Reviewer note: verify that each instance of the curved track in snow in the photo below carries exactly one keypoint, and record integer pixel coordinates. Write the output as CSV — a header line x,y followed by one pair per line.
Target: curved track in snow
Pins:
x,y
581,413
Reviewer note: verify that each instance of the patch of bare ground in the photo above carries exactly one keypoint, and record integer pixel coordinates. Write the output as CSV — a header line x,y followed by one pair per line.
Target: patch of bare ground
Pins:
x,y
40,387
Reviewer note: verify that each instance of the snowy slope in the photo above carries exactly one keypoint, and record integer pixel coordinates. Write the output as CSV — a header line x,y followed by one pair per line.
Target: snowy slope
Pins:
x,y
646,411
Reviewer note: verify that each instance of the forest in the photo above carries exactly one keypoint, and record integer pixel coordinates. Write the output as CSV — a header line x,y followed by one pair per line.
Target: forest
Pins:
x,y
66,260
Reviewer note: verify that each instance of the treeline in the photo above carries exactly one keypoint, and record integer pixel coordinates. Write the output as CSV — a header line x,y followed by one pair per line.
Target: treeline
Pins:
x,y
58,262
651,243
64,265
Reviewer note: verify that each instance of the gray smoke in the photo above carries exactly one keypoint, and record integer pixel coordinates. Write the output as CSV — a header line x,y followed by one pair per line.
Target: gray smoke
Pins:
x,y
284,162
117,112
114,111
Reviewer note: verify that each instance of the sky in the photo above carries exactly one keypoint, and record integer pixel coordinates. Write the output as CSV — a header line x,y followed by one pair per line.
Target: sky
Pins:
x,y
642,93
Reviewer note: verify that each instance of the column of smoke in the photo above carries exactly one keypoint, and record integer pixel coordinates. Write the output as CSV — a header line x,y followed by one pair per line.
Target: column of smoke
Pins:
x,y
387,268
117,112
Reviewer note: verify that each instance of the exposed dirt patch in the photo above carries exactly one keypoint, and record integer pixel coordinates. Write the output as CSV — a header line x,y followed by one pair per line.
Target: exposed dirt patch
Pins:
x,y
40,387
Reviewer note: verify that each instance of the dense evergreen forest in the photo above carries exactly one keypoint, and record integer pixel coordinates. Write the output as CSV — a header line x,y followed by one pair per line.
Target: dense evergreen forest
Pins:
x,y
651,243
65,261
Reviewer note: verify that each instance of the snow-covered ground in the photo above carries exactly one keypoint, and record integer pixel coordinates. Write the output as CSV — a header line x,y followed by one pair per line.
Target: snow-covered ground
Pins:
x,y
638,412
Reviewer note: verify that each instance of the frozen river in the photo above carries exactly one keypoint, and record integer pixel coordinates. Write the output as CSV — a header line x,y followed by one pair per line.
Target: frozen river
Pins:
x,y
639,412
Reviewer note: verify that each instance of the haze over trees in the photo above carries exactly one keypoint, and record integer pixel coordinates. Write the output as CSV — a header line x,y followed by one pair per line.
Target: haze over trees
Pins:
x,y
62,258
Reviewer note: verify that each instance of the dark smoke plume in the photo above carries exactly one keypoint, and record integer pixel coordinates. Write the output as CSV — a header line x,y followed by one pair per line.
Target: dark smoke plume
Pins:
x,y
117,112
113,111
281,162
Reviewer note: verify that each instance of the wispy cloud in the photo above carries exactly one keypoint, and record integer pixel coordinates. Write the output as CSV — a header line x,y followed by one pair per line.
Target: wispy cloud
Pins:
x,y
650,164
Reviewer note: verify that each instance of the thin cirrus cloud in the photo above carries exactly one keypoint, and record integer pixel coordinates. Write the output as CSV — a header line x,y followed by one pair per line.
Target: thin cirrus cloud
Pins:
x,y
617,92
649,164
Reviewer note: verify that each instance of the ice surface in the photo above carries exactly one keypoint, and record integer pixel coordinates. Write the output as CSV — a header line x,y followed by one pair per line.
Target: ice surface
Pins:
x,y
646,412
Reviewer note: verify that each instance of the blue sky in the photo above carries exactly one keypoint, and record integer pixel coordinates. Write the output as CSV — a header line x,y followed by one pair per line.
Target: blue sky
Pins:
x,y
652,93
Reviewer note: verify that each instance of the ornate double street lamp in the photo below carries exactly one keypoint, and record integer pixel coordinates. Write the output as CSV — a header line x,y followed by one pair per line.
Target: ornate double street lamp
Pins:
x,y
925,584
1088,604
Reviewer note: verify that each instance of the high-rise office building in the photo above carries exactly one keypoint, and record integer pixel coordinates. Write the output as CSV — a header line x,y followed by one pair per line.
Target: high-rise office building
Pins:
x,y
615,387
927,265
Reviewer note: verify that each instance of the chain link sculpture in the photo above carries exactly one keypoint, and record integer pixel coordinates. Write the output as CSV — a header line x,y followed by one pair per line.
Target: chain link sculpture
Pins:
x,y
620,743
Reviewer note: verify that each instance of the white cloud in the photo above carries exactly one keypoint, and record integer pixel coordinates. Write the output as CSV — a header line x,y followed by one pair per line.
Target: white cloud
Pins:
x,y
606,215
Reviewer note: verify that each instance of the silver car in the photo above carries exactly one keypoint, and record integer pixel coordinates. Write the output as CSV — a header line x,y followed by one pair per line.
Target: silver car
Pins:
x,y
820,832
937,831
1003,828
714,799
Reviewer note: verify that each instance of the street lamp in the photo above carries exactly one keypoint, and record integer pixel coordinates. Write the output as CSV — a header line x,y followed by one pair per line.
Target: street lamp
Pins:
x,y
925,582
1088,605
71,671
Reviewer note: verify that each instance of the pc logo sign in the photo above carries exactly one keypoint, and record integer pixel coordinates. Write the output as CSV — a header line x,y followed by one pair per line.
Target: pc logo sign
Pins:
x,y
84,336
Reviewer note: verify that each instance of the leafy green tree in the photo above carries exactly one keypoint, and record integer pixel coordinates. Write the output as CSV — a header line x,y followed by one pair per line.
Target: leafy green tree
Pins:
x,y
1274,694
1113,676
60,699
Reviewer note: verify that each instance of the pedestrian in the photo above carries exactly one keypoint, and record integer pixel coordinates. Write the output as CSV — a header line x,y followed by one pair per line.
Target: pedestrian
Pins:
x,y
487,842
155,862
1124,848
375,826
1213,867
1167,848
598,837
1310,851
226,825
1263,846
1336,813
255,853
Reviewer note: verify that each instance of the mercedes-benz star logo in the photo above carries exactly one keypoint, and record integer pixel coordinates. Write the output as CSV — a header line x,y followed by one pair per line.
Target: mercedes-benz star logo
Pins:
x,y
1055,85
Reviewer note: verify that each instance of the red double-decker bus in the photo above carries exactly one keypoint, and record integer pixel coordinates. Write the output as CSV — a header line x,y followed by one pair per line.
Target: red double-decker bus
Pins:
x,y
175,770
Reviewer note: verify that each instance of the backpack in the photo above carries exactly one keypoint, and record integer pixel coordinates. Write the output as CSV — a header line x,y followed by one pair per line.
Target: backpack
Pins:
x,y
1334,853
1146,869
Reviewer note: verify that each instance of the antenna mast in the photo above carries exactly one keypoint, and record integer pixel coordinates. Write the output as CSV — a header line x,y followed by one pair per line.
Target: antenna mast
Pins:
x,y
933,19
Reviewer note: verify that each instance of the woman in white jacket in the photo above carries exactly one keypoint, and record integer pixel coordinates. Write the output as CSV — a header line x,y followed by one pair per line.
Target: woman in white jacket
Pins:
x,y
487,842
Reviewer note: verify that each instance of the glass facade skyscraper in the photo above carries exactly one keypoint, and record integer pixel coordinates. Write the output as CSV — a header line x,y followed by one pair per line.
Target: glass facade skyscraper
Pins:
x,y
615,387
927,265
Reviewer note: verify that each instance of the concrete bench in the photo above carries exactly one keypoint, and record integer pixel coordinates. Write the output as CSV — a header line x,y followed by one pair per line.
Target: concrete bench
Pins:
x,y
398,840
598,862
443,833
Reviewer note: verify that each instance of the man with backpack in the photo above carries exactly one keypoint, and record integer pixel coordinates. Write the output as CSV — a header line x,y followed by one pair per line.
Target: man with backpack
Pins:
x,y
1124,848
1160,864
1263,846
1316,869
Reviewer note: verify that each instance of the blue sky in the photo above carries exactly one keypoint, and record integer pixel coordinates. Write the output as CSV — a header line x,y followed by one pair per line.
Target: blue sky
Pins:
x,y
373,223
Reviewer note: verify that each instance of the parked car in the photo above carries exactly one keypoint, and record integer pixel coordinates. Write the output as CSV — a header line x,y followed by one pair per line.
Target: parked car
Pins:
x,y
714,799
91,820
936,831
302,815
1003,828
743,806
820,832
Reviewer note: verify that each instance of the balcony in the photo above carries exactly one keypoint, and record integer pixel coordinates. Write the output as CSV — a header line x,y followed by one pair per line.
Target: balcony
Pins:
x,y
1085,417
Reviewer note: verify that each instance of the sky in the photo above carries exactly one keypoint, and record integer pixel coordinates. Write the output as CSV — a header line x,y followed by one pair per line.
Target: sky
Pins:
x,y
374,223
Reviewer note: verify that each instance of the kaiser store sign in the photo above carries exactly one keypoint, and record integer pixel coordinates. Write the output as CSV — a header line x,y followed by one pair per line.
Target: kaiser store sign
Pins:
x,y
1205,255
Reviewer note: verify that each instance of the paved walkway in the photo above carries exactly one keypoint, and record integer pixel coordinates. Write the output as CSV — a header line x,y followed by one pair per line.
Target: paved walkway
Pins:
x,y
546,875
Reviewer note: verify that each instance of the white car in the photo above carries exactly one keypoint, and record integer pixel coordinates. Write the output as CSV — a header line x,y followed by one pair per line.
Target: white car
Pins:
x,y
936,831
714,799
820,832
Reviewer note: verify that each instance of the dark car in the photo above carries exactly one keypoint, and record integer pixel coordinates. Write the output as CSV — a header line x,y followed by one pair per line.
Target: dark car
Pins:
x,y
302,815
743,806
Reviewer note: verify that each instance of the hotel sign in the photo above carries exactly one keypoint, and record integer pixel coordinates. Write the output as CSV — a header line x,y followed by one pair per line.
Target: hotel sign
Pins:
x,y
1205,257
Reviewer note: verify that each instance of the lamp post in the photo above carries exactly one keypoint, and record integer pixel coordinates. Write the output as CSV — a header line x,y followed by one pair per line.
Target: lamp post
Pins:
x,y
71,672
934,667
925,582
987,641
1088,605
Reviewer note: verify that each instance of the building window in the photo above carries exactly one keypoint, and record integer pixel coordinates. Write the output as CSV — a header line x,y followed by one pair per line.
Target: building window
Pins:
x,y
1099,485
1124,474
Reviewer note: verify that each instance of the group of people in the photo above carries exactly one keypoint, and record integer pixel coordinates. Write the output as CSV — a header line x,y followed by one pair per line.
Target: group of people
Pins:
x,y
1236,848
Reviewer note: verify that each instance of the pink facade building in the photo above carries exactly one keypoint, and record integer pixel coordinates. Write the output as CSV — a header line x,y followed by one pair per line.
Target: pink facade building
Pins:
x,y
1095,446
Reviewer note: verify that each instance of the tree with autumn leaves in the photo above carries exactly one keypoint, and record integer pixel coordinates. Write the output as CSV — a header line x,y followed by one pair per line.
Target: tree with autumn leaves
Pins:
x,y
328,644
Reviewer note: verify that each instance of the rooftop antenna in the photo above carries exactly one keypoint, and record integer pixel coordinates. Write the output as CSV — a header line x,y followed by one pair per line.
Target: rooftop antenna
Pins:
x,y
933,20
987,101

════════

Exercise directions: Replace "rooftop antenna" with "roof mast" throughout the data from the line with "Reviewer note: verify that each instance of the rooftop" through the end of the data, and reproduce those lines with everything else unchanged.

Reply:
Reviewer note: verify that each instance of the roof mast in the photo above carries exactly one keypoint, and record integer pixel coordinates. Write the output as CSV — a header line x,y followed by one pair per line.
Target: roof mast
Pins:
x,y
933,20
987,101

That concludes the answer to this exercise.